Material for this task START

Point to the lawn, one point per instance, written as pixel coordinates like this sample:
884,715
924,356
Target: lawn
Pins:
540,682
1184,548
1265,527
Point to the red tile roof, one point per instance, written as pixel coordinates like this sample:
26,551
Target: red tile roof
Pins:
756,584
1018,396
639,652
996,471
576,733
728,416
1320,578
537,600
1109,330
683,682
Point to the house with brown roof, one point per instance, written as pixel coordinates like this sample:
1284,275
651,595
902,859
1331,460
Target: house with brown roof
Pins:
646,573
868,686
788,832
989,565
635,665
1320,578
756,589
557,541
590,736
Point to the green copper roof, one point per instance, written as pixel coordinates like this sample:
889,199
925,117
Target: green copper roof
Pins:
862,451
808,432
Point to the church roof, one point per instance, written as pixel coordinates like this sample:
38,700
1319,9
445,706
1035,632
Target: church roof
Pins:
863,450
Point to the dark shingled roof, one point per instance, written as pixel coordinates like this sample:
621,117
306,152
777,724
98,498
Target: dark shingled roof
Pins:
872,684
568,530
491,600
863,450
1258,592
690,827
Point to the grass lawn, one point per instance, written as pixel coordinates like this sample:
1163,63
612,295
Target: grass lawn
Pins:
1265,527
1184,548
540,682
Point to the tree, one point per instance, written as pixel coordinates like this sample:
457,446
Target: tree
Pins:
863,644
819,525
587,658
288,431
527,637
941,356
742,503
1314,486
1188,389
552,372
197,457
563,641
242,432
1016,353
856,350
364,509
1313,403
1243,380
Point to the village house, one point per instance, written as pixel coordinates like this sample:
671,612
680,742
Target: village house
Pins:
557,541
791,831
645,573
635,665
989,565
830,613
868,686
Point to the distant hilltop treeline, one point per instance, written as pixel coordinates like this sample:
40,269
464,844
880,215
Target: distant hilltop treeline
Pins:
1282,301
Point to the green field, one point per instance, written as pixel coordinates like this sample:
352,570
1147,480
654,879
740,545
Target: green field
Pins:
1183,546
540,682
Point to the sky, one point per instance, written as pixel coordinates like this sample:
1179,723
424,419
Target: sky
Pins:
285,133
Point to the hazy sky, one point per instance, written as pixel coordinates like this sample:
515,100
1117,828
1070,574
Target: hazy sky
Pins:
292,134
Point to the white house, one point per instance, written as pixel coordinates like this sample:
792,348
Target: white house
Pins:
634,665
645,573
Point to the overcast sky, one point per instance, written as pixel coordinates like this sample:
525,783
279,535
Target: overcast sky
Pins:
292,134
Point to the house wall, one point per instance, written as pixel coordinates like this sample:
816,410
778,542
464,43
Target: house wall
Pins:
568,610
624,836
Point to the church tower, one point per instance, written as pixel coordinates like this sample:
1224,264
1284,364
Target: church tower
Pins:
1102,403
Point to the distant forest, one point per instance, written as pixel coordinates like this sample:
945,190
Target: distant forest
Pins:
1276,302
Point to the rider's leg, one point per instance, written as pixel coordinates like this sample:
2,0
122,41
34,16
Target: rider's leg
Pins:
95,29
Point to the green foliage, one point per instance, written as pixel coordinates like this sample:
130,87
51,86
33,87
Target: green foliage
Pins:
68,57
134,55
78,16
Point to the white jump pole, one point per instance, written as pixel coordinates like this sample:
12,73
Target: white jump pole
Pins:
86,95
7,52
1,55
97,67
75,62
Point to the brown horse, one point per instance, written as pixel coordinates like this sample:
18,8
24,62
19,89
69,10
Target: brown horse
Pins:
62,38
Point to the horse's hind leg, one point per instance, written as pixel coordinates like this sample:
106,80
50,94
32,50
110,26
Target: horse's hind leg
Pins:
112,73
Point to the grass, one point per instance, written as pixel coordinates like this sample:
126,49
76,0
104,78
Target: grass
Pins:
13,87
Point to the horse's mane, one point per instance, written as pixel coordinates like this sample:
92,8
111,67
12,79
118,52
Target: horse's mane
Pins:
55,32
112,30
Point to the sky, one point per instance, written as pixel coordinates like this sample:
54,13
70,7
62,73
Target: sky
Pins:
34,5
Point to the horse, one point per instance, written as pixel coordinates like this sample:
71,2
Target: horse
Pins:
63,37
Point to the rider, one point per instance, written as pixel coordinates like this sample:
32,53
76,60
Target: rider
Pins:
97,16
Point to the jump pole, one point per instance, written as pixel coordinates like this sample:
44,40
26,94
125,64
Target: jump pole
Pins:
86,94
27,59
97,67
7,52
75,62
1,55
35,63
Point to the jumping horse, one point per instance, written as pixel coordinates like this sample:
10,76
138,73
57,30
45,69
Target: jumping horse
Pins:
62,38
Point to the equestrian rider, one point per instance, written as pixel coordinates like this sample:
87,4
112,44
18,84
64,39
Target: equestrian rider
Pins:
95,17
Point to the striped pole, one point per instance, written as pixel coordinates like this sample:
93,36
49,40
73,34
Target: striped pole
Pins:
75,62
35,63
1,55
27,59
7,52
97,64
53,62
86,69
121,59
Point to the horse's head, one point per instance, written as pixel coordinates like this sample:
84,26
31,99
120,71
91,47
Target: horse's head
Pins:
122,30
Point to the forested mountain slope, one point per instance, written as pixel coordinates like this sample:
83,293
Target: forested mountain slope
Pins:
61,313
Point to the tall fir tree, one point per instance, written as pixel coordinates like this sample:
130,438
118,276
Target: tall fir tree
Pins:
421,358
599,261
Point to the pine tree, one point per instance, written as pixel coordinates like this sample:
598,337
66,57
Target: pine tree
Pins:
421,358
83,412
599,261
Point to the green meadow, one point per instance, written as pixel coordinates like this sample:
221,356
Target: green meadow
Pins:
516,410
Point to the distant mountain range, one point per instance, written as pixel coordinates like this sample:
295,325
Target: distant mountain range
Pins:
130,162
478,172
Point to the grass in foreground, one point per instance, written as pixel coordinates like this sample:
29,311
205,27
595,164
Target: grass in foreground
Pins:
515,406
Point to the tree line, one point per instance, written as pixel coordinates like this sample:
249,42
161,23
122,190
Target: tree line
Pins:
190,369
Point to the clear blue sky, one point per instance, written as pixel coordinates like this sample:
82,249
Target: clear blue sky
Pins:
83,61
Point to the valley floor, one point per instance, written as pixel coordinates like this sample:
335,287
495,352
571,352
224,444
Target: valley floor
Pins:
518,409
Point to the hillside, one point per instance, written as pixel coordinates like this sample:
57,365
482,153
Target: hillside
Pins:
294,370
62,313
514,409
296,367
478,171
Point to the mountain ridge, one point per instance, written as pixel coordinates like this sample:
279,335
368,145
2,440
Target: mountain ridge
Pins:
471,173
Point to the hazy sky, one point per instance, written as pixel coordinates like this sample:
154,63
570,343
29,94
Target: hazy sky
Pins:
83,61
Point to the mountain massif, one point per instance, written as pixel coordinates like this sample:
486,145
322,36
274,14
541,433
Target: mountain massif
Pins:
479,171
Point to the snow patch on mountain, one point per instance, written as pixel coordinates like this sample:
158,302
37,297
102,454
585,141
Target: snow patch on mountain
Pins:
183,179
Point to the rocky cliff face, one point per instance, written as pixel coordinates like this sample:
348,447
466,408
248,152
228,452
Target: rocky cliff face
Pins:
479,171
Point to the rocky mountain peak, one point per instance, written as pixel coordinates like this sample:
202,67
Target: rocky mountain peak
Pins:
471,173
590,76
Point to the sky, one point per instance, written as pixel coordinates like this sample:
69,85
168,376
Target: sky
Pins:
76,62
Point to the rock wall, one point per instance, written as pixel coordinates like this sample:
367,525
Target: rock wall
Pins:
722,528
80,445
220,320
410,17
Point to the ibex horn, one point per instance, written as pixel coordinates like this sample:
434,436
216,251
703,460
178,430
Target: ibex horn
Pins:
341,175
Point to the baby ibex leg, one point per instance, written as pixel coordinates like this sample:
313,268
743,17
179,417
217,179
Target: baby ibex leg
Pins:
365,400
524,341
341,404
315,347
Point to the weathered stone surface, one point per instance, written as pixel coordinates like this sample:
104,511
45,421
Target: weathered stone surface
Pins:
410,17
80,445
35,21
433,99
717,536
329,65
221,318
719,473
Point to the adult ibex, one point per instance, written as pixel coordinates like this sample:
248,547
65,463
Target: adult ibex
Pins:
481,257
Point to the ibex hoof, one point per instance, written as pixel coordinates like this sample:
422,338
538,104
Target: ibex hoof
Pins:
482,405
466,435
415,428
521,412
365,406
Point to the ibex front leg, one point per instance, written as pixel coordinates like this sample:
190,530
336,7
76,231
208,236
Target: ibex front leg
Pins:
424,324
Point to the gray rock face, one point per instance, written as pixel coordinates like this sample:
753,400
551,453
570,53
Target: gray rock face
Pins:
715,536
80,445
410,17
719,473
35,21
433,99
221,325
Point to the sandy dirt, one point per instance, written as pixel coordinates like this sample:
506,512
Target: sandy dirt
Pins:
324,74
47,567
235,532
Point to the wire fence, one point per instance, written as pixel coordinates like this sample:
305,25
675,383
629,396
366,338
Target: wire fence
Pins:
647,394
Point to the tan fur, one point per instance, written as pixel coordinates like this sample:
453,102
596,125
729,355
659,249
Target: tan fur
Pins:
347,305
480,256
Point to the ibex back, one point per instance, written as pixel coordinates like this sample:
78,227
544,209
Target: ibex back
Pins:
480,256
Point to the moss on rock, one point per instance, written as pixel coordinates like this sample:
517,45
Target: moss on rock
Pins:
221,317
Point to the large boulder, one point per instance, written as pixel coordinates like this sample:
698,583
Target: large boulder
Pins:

Material for this task END

• _Exercise_
Filter the entries and copy out every line with the word "range".

• _Exercise response_
Point to the distant mountain range, one point per instance, written as pixel coordinates like this sample:
Target: distant mountain range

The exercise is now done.